*THE PROBLEM*: Each line of the data should be given again exactly.

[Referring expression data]
--------------------

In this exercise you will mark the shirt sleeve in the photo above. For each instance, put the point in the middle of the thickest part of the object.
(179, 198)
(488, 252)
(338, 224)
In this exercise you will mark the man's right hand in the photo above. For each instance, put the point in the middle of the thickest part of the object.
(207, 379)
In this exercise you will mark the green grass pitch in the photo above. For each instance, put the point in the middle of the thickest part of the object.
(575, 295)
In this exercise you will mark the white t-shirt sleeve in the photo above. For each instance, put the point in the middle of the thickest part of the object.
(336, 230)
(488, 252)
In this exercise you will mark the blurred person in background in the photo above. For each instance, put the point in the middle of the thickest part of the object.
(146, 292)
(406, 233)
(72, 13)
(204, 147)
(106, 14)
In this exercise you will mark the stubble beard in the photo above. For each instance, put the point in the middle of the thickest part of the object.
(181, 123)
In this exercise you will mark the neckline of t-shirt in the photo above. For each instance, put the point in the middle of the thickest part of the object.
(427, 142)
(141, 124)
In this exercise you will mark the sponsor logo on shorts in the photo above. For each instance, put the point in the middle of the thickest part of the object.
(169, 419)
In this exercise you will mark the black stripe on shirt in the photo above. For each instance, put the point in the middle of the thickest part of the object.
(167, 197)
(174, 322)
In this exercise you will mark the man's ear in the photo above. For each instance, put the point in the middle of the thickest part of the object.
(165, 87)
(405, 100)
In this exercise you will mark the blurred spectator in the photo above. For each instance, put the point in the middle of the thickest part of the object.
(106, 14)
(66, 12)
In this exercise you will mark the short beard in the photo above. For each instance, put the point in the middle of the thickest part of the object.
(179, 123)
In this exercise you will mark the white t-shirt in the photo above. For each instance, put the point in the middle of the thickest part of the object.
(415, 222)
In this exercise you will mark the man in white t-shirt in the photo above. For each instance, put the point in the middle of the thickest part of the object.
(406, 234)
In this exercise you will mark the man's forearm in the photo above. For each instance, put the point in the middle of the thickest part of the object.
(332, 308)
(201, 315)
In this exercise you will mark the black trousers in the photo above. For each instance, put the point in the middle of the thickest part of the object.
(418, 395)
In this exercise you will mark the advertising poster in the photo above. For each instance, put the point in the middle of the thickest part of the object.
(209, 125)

--------------------

*EXPECTED OUTPUT*:
In this exercise you will mark the shirt sleeve in the photo above. For each instance, put the point in the middle of the thickest part of the object.
(179, 198)
(488, 252)
(338, 224)
In this exercise you will mark the man's right hand in the photo above. For each instance, put the point in the middle of the thickest part of the object.
(207, 379)
In this exercise you will mark the green grass pitch in the photo above. For each instance, put the point in the middle of the thickest part of the object.
(575, 295)
In this exercise you will mark the white t-shirt sleeve in the photo above. For each instance, put the point in the middle of the thickest part of the object.
(336, 230)
(488, 252)
In this exercise you will mark the blurred person in background in the photo above. For each instance, put the point in the middle of the thickest part of the object.
(146, 292)
(406, 233)
(72, 13)
(204, 147)
(106, 14)
In this exercise you will mark the stubble beard in the photo above. For each instance, put the point in the middle of the thickest part of the object.
(181, 123)
In this exercise you will mark the neckline of t-shirt in the photo above. For each instance, put the point in the middle of the thickest part of the object.
(427, 142)
(141, 124)
In this exercise you will mark the sponsor logo on shorts in the photo above. For each instance, put the point in the middle of the thickest part of the object.
(169, 419)
In this exercise you will mark the black stripe on shirt in the photo above. For each instance, put the point in the middle of the thickest part of the object.
(167, 197)
(174, 322)
In this exercise you will mark the man's ear in the photo above. For each instance, put the point in the middle of the thickest part of the object.
(165, 87)
(405, 100)
In this exercise you will mark the blurred spectator in the photo above. For each instance, put the point in the middle of the thickest part of the object.
(106, 14)
(66, 12)
In this exercise you will mark the short beard in the photo above. For each instance, put the point in the middle of the thickest part of the object.
(179, 123)
In this exercise you will mark the white t-shirt in the photo above. For each instance, put the point in the middle of the thickest part of the object.
(415, 222)
In this exercise you will mark the man in white t-shirt in the photo above. For each instance, put the point in the middle of the thickest part of the object.
(406, 234)
In this exercise you will mark the man's forearm in the photo above. For each instance, put the point in the middle of the thickest part of the object.
(332, 308)
(201, 315)
In this exercise you will mark the black trousers in the photo above. For each instance, put the point in the middle of the thickest part of the object.
(418, 395)
In this exercise you will mark the advertising poster in the photo above. For each instance, put the point in the middle of the thickest part of the object.
(209, 125)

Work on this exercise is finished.